### PASSAGE:
········
Arkiv, Artikler
Om å lese Esekiel
Essayet står på trykk i oktoberutgaven av The Catholic Herald, som del av en serie hvor bidragsytere presenterer en bibelsk bok.
In these times of consultations and questionnaires, we are constantly asked to reflect on our responses to things. Our basic mode of understanding is self-referential. Such epistemology, if that is the right word, is inculcated by authorities established to form patterns of public perception. A seasoned primary-school teacher told me of a formation seminar she recently attended. A scenario was proposed: You take a group of kids on a walk in the woods. One comes along with a pinecone asking, ‘Miss, what’s this?’ What do you say? The instruction was clear: No facts; indeed, no reply. Instead, an enquiring look and the question: ‘My dear, what is it to you?’
I was chewing on this story when I visited, shortly afterwards, Norway’s new National Museum. The collection enchanted me but I became exasperated when I began to read the notices displayed, hoping to learn something about the paintings’ provenance or style. For I found the texts to be largely appeals to my imagination. ’What do you think moved the artist to paint this still life?’ ‘What sense does the model’s twisted arm suggest?’ Instead of taking me out of myself, the curators held up a mirror, making me consider my own uninteresting visage in these works of great art. I felt pandered to in a humiliating way. I had only to stop reading the notices, of course. But the joy of the visit had somehow been spoiled.
We need voices that call out to us, ‘Look up!’, alerting us to the strangeness and wonder of things, teaching us to learn, to pay attention. We need Ezekiel.
The book of Ezekiel begins in ‘the fifth year of the exile of King Jehoiachin’ (1.2), so in 593 BC. Jerusalem is routed. Israel, whose identity had been shaped by the Exodus narrative of a journey home, is scattered once more, translated to Babylon, despairing of the thought of ever singing glad songs again (Psalm 137.4).
········
### WHAT TO DO:
a: In the essay on reading Ezekiel, which museum did the writer visit shortly after hearing the schoolteacher's story?
b: Continue the essay on reading Ezekiel from its last sentence.

Collected data entries:
········
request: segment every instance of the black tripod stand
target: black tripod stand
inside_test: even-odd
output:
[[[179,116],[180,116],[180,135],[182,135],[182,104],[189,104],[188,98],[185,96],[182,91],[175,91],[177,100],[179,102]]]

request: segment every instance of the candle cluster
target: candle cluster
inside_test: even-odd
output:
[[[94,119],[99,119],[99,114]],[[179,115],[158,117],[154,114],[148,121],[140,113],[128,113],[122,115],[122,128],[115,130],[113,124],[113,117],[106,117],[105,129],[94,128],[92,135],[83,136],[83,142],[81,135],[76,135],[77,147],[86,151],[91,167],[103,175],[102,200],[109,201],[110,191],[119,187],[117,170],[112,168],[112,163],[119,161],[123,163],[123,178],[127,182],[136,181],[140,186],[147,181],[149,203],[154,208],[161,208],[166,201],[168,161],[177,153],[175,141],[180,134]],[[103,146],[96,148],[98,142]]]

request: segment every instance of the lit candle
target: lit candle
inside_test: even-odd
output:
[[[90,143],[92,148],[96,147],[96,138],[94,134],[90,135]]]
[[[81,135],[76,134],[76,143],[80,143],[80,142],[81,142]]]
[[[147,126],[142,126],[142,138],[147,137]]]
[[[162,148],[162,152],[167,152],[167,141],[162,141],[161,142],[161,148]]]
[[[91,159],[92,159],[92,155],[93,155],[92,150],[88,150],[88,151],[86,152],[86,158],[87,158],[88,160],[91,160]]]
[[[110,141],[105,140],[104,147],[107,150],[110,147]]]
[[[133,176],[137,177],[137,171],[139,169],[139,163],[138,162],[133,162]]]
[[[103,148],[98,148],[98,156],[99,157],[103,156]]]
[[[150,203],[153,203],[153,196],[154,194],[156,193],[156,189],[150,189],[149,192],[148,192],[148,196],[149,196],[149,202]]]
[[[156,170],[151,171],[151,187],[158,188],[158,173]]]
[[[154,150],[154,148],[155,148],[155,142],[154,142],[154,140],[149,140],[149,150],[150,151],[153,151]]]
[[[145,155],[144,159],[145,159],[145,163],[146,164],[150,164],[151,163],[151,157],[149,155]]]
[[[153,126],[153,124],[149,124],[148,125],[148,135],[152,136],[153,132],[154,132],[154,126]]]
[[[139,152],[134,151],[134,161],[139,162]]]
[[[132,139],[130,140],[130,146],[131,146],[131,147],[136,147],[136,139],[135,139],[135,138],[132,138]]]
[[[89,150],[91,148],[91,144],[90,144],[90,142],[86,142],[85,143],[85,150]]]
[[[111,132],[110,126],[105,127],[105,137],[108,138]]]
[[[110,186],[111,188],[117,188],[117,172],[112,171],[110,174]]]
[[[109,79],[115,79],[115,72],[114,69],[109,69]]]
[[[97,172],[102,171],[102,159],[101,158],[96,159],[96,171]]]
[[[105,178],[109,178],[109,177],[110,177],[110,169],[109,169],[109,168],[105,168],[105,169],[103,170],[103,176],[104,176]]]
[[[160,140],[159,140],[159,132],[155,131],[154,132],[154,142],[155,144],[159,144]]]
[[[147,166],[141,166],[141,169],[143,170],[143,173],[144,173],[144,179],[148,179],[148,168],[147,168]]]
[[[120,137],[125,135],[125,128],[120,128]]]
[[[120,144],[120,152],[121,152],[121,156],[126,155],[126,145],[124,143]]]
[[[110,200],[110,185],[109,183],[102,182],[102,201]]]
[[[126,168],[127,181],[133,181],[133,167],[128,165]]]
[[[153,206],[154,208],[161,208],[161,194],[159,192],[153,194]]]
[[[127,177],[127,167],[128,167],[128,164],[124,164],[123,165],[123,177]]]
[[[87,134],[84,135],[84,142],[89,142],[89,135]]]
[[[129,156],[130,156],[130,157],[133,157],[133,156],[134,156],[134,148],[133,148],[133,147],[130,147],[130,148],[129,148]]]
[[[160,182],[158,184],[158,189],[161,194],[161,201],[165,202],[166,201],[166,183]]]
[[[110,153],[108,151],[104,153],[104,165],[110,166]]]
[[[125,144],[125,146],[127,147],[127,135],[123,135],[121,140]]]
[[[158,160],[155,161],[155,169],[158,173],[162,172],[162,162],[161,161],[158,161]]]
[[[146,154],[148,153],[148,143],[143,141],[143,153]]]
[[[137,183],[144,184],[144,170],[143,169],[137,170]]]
········
### RESPONSES IN ORDER:
a: Norway's new National Museum.

b:
There the Lord finds them. His first message is neither of comfort nor of rebuke. He does not bid Israel analyse its predicament. Instead, he shows the nation, through the prophet, himself. Through wonderful, strange imagery engaging all our faculties, Ezekiel prepares us to grasp the ontological difference of divine being.
The decadence into which the people had fallen, the effective cause, if you will, of its fragmentation and exile, was the effect of confessional compromise. Israel had lost the ability to reckon with who God is. For that reason he led them away, into a far country, to reveal himself to them again.
Ezekiel provokes, still, a revolution of perspective. Our intelligence is pressed. Our senses are elevated as we get a glimpse of what it might mean to contemplate God’s glory, the carrying theme of his prophecy. We are told from the start that not even the choicest human gift is equal to it. After all Ezekiel had seen, he could say no more than that he had perceived ‘the appearance of the likeness of the glory of the Lord’ in response to which he fell upon his face in adoration (1.28).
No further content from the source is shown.